*Task inputs:*
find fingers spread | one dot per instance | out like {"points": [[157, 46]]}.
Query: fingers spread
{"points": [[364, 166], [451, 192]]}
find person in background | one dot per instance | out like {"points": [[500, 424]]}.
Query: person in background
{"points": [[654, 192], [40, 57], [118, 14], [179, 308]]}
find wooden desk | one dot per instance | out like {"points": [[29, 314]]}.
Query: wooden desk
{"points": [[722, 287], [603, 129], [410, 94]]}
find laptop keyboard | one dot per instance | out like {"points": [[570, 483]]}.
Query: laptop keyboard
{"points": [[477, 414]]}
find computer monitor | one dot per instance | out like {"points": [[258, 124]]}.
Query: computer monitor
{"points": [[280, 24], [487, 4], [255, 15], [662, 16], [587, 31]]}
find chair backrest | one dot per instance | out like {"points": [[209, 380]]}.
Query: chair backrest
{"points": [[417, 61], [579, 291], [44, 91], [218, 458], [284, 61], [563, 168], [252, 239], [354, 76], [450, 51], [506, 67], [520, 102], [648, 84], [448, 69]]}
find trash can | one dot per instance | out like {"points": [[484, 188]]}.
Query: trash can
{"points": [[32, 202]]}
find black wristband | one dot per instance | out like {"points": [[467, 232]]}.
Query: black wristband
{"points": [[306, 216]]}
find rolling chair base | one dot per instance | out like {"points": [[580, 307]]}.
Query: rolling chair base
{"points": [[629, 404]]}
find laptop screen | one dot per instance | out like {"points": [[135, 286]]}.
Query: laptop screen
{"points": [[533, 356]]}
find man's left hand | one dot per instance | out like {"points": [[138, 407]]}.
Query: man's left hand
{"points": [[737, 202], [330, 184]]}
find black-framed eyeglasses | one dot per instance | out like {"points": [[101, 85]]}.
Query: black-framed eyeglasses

*Task statement:*
Give back exactly the lines beginning at the one with "find black wristband" and ending at the final line of the material; both boundary lines belong in it.

*Response:*
find black wristband | one dot per instance | out like {"points": [[467, 232]]}.
Query: black wristband
{"points": [[306, 216]]}
find rolling chair base | one dot per instance | out like {"points": [[580, 307]]}.
Query: rolling chair base
{"points": [[629, 404]]}
find laptop screen | one dot per instance | out like {"points": [[135, 286]]}.
Query: laptop screen
{"points": [[533, 356]]}
find man's left hand | one dot per instance | out like {"points": [[138, 407]]}.
Query: man's left hand
{"points": [[737, 202], [330, 184]]}
find black-framed eyeglasses | one dot per instance | out like {"points": [[101, 85]]}.
Query: black-framed eyeglasses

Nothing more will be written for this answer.